### Directions for this task:
Without the pictures, give the entries below again exactly as written.

BEGIN

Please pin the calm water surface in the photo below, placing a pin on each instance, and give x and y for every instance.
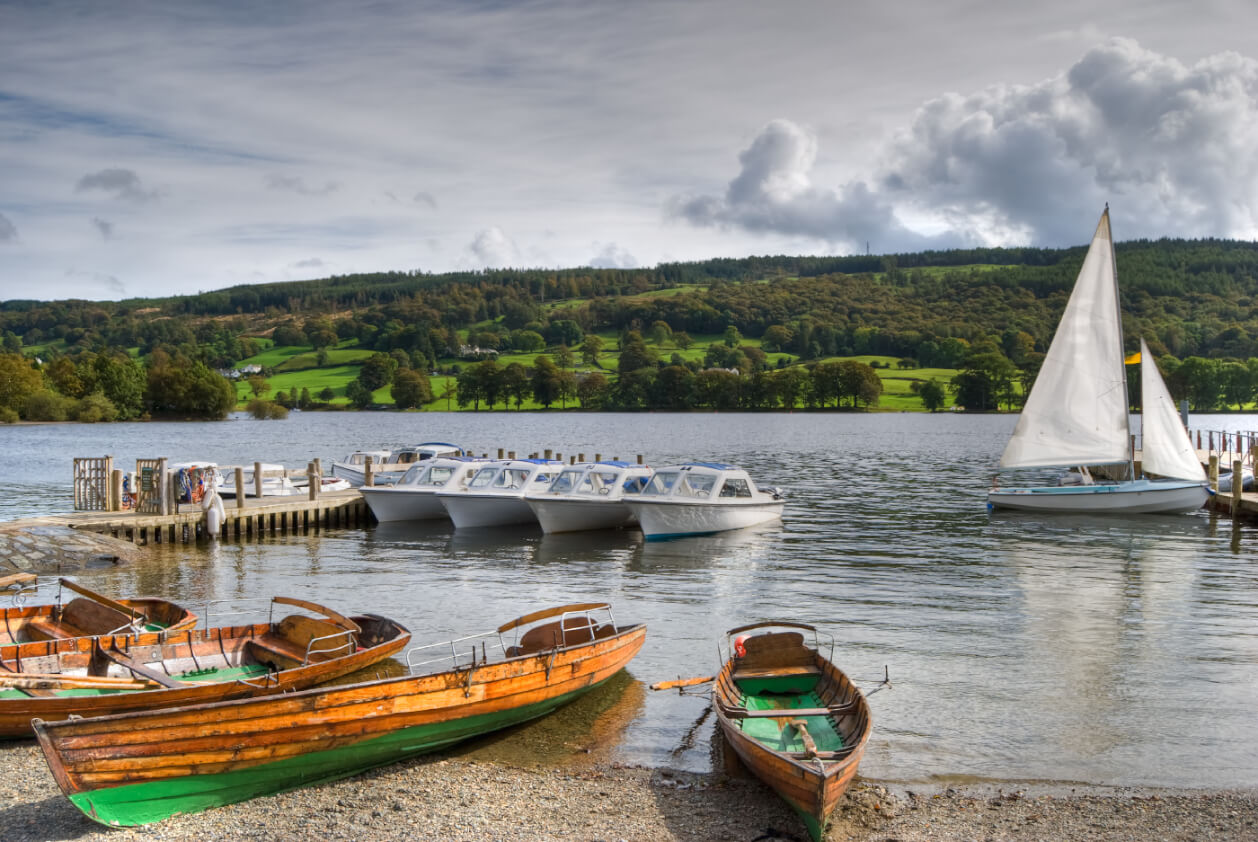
(1020, 647)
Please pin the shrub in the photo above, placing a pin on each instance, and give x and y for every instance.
(267, 409)
(48, 405)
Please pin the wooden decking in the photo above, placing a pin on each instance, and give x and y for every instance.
(254, 517)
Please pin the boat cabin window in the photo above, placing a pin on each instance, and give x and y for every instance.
(483, 478)
(696, 485)
(661, 482)
(438, 476)
(566, 482)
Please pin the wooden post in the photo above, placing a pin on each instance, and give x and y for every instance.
(116, 490)
(164, 486)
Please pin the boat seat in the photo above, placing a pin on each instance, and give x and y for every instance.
(774, 712)
(45, 629)
(771, 672)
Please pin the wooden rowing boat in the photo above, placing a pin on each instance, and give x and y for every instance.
(791, 716)
(141, 768)
(96, 676)
(91, 614)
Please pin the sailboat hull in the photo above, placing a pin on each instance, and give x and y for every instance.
(1130, 497)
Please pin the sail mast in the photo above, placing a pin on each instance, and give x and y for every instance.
(1117, 315)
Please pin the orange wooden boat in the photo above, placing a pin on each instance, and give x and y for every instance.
(94, 676)
(89, 614)
(791, 716)
(140, 768)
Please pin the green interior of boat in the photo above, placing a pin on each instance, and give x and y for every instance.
(788, 692)
(225, 673)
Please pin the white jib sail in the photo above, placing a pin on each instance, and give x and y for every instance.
(1077, 410)
(1166, 449)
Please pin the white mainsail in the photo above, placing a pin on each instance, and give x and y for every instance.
(1077, 410)
(1166, 449)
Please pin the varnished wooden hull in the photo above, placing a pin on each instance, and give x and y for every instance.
(16, 622)
(812, 787)
(142, 768)
(188, 650)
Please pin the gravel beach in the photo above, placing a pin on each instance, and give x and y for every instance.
(461, 797)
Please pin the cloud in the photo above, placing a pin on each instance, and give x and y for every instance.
(1168, 145)
(107, 283)
(774, 193)
(613, 257)
(121, 184)
(491, 248)
(293, 184)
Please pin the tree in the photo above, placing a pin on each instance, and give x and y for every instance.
(932, 395)
(516, 384)
(545, 381)
(258, 385)
(359, 393)
(986, 380)
(590, 349)
(378, 370)
(591, 390)
(18, 380)
(410, 389)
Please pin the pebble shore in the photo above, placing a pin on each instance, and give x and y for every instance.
(461, 798)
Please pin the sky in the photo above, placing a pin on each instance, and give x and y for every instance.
(172, 147)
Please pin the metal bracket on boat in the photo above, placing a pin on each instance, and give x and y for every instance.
(885, 684)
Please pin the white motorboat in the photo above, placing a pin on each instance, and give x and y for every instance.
(274, 483)
(414, 496)
(588, 496)
(351, 468)
(700, 499)
(390, 466)
(1077, 413)
(495, 496)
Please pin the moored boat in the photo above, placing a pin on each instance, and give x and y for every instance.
(791, 716)
(141, 768)
(588, 496)
(93, 676)
(414, 496)
(495, 496)
(700, 499)
(394, 463)
(91, 614)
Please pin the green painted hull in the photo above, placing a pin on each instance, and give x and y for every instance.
(150, 802)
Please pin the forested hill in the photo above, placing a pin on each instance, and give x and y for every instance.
(1186, 297)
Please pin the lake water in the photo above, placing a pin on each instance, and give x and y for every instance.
(1054, 648)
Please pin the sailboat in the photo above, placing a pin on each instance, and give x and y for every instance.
(1076, 414)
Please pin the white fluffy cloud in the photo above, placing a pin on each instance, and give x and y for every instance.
(1168, 145)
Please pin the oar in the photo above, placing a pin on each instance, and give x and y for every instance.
(683, 682)
(105, 600)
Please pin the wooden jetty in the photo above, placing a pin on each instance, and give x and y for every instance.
(243, 519)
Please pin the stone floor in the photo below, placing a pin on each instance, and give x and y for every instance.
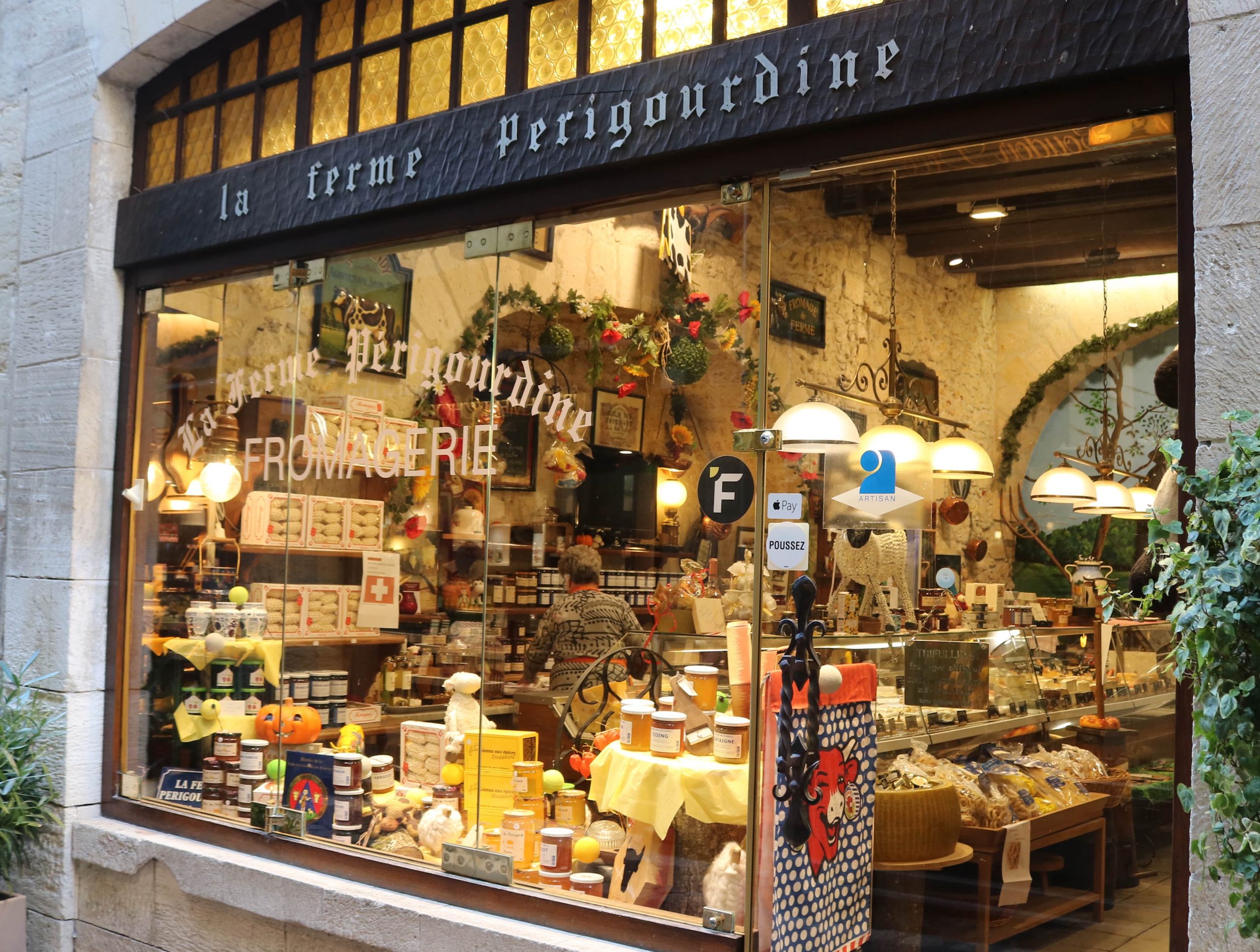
(1138, 922)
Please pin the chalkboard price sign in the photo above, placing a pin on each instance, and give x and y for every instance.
(948, 674)
(798, 315)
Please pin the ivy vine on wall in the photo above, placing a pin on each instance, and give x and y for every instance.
(1069, 362)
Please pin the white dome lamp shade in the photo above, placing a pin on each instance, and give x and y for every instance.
(955, 458)
(1113, 499)
(1143, 504)
(815, 427)
(1064, 484)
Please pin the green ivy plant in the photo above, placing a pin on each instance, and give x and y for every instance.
(1061, 368)
(1215, 573)
(26, 785)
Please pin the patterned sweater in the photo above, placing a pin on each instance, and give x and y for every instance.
(581, 625)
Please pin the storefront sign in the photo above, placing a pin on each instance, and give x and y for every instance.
(874, 61)
(725, 489)
(788, 547)
(871, 489)
(798, 315)
(178, 786)
(948, 674)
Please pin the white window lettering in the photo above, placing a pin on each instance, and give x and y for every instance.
(850, 75)
(507, 133)
(887, 51)
(768, 81)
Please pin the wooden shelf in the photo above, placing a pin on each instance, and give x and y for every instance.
(331, 640)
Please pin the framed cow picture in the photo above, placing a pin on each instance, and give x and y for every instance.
(370, 294)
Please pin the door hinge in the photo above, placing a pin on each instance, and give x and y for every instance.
(500, 240)
(756, 441)
(296, 274)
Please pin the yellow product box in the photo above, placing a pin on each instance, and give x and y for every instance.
(491, 793)
(498, 750)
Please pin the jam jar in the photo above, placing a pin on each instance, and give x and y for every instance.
(730, 739)
(527, 779)
(637, 725)
(517, 836)
(667, 733)
(556, 850)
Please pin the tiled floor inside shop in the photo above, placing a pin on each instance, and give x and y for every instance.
(1138, 922)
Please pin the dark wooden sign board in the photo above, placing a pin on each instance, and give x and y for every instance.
(948, 674)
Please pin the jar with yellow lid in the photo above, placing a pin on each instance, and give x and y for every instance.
(518, 836)
(637, 725)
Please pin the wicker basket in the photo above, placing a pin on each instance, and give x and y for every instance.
(916, 825)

END

### Response area:
Please pin the calm water surface in the photo below, placing a pin on each instance, and give x and y for every instance.
(1020, 647)
Please pin the shrub in the photo above, placing a pin on each instance, and give x and y for every instance.
(267, 409)
(48, 405)
Please pin the wooden decking in the photo above, placing a pin on each instance, and give x and y for every instance.
(254, 517)
Please pin the boat cabin window in the photo above, placing a pin on each instance, and give x and y for every instance.
(483, 478)
(696, 485)
(661, 482)
(438, 476)
(566, 482)
Please pin the wooden post in the photo above, placing a pin on each instance, and give x and y for every instance.
(116, 490)
(164, 486)
Please pin the boat seat in the photo above, placing a pin on each instance, and give x and y for every instance.
(774, 712)
(45, 629)
(771, 672)
Please pin the wooden rowing boat in the photo above, placing a pin on each instance, and give x and y for every instance.
(791, 716)
(141, 768)
(96, 676)
(91, 614)
Please pin the sailboat hull in the photo above, placing a pin on each instance, and give x and y for every instance.
(1130, 497)
Please pin the sail mast in the photo above, placing a pin on each instance, and give x and y for every instance.
(1117, 315)
Please pin the orange wooden boat in the photo above, placing a pin on each instance, and give x and y for every instance.
(94, 676)
(89, 614)
(791, 716)
(140, 768)
Please pin the green interior of boat in the photo above, placing a pin on each instance, and give x and y for every instance.
(788, 692)
(225, 673)
Please pin the white jib sail in the photo above, placing a pin on each instance, and give x and y for every instance.
(1077, 410)
(1166, 449)
Please pin the white mainsail in the photo above, placing a pin on each instance, and give x and y for every instance.
(1077, 410)
(1166, 449)
Please pin the varnished wooden hull in the photo above, placing a pin on each instance, and give x and y for every instance.
(16, 622)
(812, 787)
(142, 768)
(188, 650)
Please pin the gravel beach in the photo above, placing a pin on each instance, and give x and y for every instance.
(461, 797)
Please pin the cloud in the photo above, placing a pin on each instance, and give x and y for every instance.
(1168, 145)
(107, 283)
(774, 193)
(613, 257)
(121, 184)
(491, 248)
(293, 184)
Please pin the tree in the photo above, placing a pin on each instance, and give x and y for every instance.
(932, 395)
(516, 384)
(545, 381)
(258, 385)
(359, 393)
(986, 380)
(590, 349)
(378, 370)
(591, 390)
(18, 380)
(410, 389)
Please pin the pebble shore in the photo above, placing a pin on each instance, and give x and y for every instance.
(461, 798)
Please pin the sky in the photo above, placing a pin on each instance, and give x and y for every instance.
(172, 147)
Please pin the metal bracket on boat in the photo above, placing a pin on each instance, and give x and y for every instance.
(885, 684)
Please pin the white motorboat in the photo above, placing a pin on each instance, and give x and y for every instance.
(274, 483)
(414, 496)
(588, 496)
(351, 468)
(700, 499)
(390, 466)
(1077, 413)
(495, 496)
Please pin the moored boat in the photo above, placing a pin on each instance, and give x and y for every instance.
(791, 716)
(141, 768)
(588, 496)
(93, 676)
(414, 496)
(495, 496)
(700, 499)
(394, 463)
(91, 614)
Please pin the green painted hull in the photo above, placing a pin on each instance, and give x and y for every instance.
(150, 802)
Please pin the forested hill in the photo above, placing a pin on each instance, and give x and y for every instance.
(1186, 297)
Please pin the lake water in the photo above, placing a pin on each instance, and give x and y for every instance.
(1054, 648)
Please pin the sailboat in the photo above, placing a pin on each instance, and give x and y for every instance.
(1076, 414)
Please pin the white fluffy cloud in the photo above, placing a pin on each instance, and give x and y for every instance.
(1168, 145)
Please pin the oar in the photo above, placing a pin on each instance, and give x and y for every instance.
(683, 682)
(105, 600)
Please pin the wooden jetty in the photo above, placing a pin on each instance, and give x and y for every instance.
(243, 519)
Please pin the stone floor in the photo below, placing a pin on each instance, and give x and y for every instance.
(1138, 922)
Please pin the chalkboard price sign in the photo above, placing a pin on each instance, and give x and y for every instance.
(948, 674)
(798, 315)
Please pin the ivy vine on wall in the photo above, placing a pin on each instance, and give x and y for every instance.
(1069, 362)
Please pin the white dome lamp shade in the photo above, placing a pin on each instance, and give x and y for every instance.
(955, 458)
(1113, 499)
(1143, 504)
(815, 427)
(1064, 484)
Please pin the green ivy plant in the photo above, placing a pin on each instance, and give x and y for every instance.
(1061, 368)
(1215, 573)
(26, 785)
Please pin the patterned sweater in the photo above, placing a pin on each instance, and give x and y for every instance.
(581, 625)
Please pin the storefront sign in the photo above, placing a pin on each instance, and give x and y for every instance.
(874, 61)
(725, 489)
(788, 547)
(871, 489)
(798, 315)
(178, 786)
(948, 674)
Please pin the white window lettering in the photo above, placing a pin on each instance, and give x and y for every instance.
(850, 75)
(507, 133)
(887, 51)
(768, 81)
Please pin the wooden shelf in the photo above, placing a pin on each instance, and give x and y for every instance.
(331, 640)
Please pin the framed cow picture in the photo above, placing a pin on each instance, and give x and y for every instance.
(370, 294)
Please pin the door hinge in the photo above, placing a pin on each instance, and give x and y for every instance.
(500, 240)
(756, 441)
(296, 274)
Please pin the yellow product box in the photo above, placing a pin on each instance, and give x and y for every instance.
(491, 793)
(498, 750)
Please pin the jam jar in the photo above, placing a pin on each instance, and give x and y for every instance.
(730, 739)
(527, 779)
(637, 725)
(517, 836)
(667, 733)
(556, 850)
Please pin the tiled floor inside shop in the photo above, placing a pin on each instance, and give x and y for every instance.
(1138, 922)
Please pin the dark wooden sign board in the photo above, placing a pin on each instance, and give x and y for every instance.
(948, 674)
Please pin the jar with yellow lid in the photo above, placing a pin on each instance, and give x and y for every instance.
(518, 836)
(637, 725)
Please pin the wicker basket in the photo above, placing a pin on each instance, and give x and y for every instance.
(916, 825)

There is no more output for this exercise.